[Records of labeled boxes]
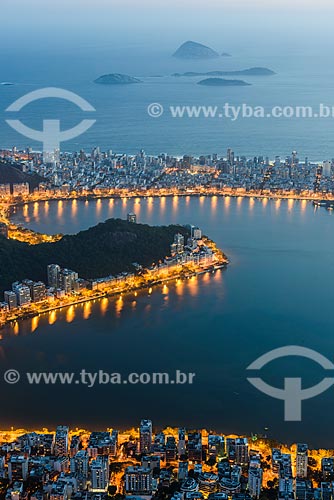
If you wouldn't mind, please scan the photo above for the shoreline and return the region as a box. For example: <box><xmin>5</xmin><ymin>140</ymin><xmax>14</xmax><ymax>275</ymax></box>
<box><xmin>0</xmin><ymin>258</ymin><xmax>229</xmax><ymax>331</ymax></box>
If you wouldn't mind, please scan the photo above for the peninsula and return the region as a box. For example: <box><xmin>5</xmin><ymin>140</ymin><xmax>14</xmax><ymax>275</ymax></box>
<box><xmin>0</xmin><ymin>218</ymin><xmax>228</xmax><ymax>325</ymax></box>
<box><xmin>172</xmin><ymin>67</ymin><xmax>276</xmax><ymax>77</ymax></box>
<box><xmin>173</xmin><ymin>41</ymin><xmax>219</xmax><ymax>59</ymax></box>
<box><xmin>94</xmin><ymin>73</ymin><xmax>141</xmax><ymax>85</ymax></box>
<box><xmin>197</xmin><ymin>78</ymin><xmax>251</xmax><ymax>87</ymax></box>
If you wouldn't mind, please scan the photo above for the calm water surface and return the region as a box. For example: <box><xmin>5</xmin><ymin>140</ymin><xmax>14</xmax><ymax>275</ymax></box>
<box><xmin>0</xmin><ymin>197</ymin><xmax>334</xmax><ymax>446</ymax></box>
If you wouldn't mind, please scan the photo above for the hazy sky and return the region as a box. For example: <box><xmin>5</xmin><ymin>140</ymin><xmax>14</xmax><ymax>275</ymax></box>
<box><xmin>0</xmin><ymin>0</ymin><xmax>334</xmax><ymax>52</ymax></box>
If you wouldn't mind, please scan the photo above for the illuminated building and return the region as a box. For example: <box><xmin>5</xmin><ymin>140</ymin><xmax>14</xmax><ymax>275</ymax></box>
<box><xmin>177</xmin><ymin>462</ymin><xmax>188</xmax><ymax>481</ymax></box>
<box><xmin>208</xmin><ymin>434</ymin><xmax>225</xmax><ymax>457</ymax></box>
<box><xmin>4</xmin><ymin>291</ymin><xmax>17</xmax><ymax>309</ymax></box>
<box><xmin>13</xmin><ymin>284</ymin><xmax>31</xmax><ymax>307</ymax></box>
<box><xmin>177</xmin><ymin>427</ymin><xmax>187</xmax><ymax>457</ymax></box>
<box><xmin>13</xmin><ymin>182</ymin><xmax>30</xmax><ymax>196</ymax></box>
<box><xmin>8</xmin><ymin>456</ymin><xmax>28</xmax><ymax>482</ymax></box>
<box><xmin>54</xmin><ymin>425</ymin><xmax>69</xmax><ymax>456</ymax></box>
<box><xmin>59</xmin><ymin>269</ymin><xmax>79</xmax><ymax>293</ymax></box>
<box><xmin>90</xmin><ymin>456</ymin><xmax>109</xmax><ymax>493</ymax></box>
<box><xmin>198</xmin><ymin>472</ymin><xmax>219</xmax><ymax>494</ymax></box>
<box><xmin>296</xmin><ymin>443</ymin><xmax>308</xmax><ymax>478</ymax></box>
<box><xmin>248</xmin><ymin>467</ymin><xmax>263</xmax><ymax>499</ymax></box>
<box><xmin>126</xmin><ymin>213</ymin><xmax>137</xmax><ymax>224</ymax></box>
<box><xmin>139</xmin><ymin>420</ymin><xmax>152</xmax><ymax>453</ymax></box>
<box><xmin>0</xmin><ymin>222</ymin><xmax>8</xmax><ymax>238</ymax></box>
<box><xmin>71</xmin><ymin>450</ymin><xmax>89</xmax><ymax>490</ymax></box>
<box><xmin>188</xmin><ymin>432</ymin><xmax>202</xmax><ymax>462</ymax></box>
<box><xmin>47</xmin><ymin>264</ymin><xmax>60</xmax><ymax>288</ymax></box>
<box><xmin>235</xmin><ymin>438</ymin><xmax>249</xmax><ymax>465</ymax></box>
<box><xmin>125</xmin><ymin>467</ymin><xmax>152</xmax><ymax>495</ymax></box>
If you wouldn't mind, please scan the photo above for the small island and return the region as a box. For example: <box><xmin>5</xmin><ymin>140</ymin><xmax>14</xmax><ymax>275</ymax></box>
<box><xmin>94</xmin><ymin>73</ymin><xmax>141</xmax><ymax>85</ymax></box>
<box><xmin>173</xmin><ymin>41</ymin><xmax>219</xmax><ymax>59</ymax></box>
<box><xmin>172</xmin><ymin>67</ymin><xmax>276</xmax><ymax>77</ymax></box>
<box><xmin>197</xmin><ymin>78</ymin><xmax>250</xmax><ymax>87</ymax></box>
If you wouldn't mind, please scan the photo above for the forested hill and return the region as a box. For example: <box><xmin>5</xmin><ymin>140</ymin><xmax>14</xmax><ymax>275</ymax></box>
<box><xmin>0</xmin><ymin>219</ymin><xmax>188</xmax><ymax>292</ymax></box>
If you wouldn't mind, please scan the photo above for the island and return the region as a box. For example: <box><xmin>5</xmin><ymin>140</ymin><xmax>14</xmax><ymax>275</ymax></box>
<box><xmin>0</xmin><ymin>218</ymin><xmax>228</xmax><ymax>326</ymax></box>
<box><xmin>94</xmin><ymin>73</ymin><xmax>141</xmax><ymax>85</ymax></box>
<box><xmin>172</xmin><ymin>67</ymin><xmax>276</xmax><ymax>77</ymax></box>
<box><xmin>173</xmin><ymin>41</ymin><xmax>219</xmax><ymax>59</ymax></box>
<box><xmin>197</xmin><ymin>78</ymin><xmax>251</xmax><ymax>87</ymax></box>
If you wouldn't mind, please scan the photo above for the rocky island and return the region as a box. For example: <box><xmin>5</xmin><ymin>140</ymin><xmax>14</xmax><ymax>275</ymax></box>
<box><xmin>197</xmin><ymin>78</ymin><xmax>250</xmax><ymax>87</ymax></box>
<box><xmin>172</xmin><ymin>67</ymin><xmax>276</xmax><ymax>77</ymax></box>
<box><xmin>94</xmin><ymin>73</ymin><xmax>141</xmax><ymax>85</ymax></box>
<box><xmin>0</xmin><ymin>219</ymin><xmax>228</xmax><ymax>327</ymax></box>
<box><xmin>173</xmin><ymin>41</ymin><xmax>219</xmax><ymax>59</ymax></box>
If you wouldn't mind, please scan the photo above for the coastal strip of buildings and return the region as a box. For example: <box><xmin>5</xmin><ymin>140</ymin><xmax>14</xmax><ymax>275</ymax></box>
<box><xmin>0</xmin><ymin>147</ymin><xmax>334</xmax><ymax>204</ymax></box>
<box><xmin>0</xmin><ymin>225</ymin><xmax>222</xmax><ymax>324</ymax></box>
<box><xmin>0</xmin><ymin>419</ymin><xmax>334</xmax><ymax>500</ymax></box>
--
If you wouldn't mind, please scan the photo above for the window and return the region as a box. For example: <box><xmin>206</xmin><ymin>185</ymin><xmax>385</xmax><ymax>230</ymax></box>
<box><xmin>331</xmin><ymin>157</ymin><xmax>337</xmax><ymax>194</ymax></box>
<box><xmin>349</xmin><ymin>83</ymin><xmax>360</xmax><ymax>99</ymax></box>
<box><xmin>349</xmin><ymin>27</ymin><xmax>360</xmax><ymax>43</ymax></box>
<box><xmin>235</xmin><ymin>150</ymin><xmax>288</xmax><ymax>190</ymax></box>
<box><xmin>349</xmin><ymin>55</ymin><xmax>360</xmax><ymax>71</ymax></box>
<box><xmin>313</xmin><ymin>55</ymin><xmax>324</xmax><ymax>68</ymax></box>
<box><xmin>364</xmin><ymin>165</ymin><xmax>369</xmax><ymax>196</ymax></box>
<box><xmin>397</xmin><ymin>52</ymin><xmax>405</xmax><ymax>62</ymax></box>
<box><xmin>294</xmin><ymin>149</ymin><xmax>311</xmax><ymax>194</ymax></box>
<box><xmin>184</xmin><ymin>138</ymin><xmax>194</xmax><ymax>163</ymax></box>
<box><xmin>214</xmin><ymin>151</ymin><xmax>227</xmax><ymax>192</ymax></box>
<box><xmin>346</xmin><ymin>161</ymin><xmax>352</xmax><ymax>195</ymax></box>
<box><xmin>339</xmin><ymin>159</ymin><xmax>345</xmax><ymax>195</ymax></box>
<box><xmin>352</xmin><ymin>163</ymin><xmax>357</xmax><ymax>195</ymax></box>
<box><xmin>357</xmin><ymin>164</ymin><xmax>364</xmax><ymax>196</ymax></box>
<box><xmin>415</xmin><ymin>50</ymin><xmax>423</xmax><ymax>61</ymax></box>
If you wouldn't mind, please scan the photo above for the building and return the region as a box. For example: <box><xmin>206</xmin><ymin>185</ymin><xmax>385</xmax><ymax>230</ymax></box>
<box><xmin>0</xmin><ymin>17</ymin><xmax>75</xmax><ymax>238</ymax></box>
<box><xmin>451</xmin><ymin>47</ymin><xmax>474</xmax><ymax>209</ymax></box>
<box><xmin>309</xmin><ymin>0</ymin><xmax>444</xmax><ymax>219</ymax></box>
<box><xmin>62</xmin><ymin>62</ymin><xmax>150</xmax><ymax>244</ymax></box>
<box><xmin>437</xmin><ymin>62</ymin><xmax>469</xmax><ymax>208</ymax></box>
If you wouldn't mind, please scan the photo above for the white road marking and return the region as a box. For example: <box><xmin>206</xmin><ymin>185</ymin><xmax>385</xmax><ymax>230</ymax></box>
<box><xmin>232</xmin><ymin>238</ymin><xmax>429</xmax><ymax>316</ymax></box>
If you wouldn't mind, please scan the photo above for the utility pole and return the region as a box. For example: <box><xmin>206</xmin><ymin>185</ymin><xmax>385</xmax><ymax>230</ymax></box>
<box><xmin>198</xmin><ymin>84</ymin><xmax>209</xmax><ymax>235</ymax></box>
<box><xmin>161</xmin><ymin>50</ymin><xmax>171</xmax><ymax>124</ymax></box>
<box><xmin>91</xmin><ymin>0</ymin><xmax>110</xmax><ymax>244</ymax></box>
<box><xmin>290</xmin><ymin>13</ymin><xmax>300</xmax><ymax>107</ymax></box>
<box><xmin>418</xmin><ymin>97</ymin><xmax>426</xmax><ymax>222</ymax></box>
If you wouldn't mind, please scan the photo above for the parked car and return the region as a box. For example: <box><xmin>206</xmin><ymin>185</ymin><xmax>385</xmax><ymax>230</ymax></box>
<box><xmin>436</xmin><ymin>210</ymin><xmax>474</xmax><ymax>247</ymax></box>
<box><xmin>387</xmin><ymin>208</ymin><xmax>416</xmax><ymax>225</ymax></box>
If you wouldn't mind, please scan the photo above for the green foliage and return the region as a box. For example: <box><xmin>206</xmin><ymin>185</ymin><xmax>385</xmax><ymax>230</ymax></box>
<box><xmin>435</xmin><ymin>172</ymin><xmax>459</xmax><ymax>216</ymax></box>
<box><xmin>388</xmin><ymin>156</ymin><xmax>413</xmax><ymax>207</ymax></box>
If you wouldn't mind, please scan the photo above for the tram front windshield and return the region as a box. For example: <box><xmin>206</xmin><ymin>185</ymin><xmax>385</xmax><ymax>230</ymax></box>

■ **Exercise prompt**
Gather every line in the items above that contains the word "foliage", matching case exactly.

■ **Written solution**
If you wouldn't mind, please scan the photo above for the green foliage and return the region as a box. For example: <box><xmin>206</xmin><ymin>185</ymin><xmax>385</xmax><ymax>230</ymax></box>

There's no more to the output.